WHAT TO PRODUCE:
Quote every line of the data below as it stands, omitting pictures.

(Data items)
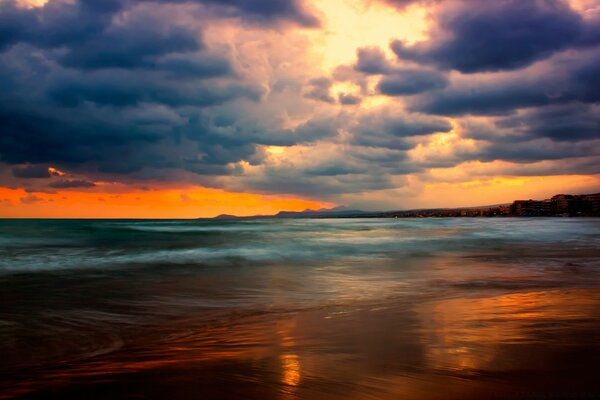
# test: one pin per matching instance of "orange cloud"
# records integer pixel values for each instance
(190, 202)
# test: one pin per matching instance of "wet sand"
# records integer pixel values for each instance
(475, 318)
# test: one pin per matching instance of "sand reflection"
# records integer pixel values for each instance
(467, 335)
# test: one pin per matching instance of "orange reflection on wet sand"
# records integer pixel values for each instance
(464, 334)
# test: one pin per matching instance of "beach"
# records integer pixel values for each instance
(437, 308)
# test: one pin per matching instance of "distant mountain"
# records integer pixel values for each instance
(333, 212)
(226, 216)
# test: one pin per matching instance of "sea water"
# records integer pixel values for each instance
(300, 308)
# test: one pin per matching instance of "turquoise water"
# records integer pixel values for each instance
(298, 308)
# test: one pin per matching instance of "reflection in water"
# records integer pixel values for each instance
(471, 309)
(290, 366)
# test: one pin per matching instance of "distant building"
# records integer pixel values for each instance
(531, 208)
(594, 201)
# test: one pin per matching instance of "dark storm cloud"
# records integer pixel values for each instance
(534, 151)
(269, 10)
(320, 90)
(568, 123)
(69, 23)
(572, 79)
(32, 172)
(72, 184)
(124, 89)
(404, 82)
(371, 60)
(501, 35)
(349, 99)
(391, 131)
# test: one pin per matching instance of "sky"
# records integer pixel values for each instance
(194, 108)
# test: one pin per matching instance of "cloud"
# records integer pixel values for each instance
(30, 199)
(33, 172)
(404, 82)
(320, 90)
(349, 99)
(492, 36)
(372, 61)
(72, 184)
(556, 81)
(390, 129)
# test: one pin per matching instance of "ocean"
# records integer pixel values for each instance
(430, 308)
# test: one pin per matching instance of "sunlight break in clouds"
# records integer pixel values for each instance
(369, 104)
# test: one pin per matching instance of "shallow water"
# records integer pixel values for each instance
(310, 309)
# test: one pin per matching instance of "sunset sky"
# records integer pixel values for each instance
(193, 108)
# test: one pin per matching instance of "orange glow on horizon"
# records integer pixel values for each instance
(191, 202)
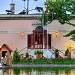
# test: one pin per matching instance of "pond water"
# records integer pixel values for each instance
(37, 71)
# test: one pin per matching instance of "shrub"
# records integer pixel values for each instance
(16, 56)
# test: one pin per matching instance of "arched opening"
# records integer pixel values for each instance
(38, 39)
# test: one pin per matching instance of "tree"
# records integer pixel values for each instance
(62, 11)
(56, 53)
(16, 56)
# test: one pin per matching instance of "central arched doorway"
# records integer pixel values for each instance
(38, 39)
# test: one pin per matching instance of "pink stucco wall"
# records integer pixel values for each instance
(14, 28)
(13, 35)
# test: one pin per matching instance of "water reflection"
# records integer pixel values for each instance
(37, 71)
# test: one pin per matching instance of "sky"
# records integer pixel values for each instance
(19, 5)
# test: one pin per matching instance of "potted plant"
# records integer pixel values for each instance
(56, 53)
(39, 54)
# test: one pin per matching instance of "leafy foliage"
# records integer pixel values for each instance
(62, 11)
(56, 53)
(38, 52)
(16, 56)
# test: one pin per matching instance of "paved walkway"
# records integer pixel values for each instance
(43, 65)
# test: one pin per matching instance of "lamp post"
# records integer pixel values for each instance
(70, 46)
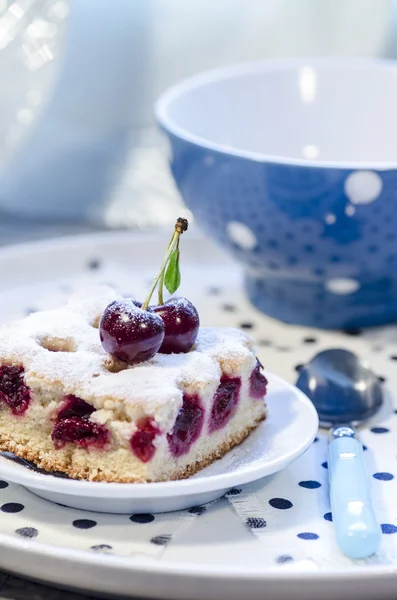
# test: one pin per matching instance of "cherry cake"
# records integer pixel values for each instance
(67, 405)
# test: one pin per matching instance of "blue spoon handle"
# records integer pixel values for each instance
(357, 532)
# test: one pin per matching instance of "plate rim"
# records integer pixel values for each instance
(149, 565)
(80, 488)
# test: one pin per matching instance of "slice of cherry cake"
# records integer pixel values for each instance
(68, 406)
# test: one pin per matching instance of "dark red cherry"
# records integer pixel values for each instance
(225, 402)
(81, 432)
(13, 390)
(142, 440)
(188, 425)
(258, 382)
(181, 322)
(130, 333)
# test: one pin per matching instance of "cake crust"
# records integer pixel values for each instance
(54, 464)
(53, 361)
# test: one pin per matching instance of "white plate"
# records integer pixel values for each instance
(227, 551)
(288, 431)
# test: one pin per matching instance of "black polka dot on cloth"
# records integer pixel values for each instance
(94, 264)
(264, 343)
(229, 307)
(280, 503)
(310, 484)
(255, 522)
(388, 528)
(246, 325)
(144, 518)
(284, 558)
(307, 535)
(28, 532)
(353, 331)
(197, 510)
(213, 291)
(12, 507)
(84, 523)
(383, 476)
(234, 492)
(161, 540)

RESPONSE TO THIS EXERCISE:
# test: one pin per matching instance of "orange cloud"
# records integer pixel values for each instance
(190, 202)
# test: one pin per matching instance of "wet sand"
# records integer pixel values for each instance
(475, 318)
# test: one pin per matching instance of "sand reflection"
# records integer pixel values for each instance
(467, 335)
# test: one pin per matching instance of "orange reflection on wet sand"
# records integer pixel values for each instance
(464, 334)
# test: one pin per matching instance of "beach"
# records integer pixel values for each instance
(437, 308)
# test: one pin per matching instance of "distant mountain"
# records integer pixel values for each instance
(333, 212)
(226, 216)
# test: one pin per matching instance of "sea water"
# records integer pixel values for each instance
(300, 308)
# test: one pin per matching instance of "turquoise water"
# records integer pixel values for each instance
(298, 308)
# test: one pin per matching instance of "reflection in water"
# records integer pixel values for each instance
(471, 309)
(290, 366)
# test: one pin per matching instance of "distant building"
# records integer pixel values for each instance
(531, 208)
(594, 201)
# test: one pin per matching instance of "dark storm cloud"
# records integer pixel values for each instance
(534, 151)
(269, 10)
(320, 90)
(568, 123)
(69, 23)
(572, 79)
(32, 172)
(72, 184)
(124, 89)
(404, 82)
(371, 60)
(501, 35)
(349, 99)
(391, 131)
# test: one pin per matching instance of "sky"
# records integer pixel values for each instance
(194, 108)
# test: one pin per matching instance of "cloud"
# records integer pixel values for each instance
(30, 199)
(33, 172)
(404, 82)
(320, 90)
(349, 99)
(492, 36)
(372, 61)
(72, 184)
(556, 81)
(390, 129)
# test: one pin per matching instance of "ocean"
# records integer pixel values for each instance
(430, 308)
# test: one pin per matching instance of "sunlight break in clouds"
# records integer pixel values for each instance
(369, 104)
# test: one pin per matching instance of "shallow water"
# records integer pixel values for each instance
(310, 309)
# test: one pin per matching instance of "sunset sky"
# records integer pixel values for each instance
(193, 108)
# test: one pin per matching instance of "orange glow on horizon"
# records integer pixel values for each instance
(191, 202)
# test: one pin per matching instance of "pond water"
# records integer pixel values for each instance
(37, 71)
# test: one pin per matching instance of "shrub"
# records integer pixel values for each instance
(16, 56)
# test: one pin per matching instance of "arched opening"
# records integer pixel values for each instance
(38, 39)
# test: one pin per matching instance of "tree"
# records integer pixel values for each instance
(62, 11)
(56, 53)
(16, 56)
# test: one pin per matching instance of "central arched doorway"
# records integer pixel values for each instance
(38, 39)
# test: one pin per matching instance of "pink stucco wall"
# records integer pixel values for each instance
(14, 28)
(13, 35)
# test: one pin per matching instance of "water reflection"
# records integer pixel values for each instance
(37, 71)
# test: one pin per matching instance of "sky"
# records integer pixel values for each instance
(19, 5)
# test: one pin per matching instance of "potted plant"
# records integer pixel values for each instance
(56, 53)
(39, 54)
# test: one pin per matching instance of "leafy foliage"
# records integer pixel values for each instance
(62, 11)
(56, 53)
(38, 52)
(16, 56)
# test: one pin per matching instance of "paved walkway"
# records integer pixel values for each instance
(43, 65)
# test: one pin per matching instance of "lamp post"
# records integer pixel values for each instance
(70, 46)
# test: one pin per matching instance of "cherry cake"
# records integer pixel values for each instance
(67, 405)
# test: one pin per matching instance of "blue spoon handle"
# records integer pixel values for each instance
(357, 532)
# test: one pin per matching instance of "plate rim"
# records integer pixel values for each instance
(149, 565)
(80, 488)
# test: one pin per matching instance of "slice of cherry cake"
# records integer pixel values for each instance
(68, 406)
# test: one pin per matching instance of "dark red cherry"
# records integer pixel values for each instance
(225, 402)
(81, 432)
(13, 390)
(142, 440)
(188, 425)
(258, 382)
(181, 322)
(130, 333)
# test: one pin per matching instance of "cake crust"
# records integer pixel values for each instance
(54, 464)
(53, 361)
# test: one pin per matching instance of "white plate"
# records integer pixel values for each instance
(227, 551)
(288, 431)
# test: one pin per matching instance of "black polka dot on cloth"
# records integer pixel values for each instance
(94, 264)
(264, 343)
(229, 307)
(280, 503)
(310, 484)
(255, 522)
(388, 528)
(246, 325)
(144, 518)
(284, 558)
(307, 535)
(28, 532)
(353, 331)
(197, 510)
(213, 291)
(12, 507)
(84, 523)
(383, 476)
(234, 492)
(161, 540)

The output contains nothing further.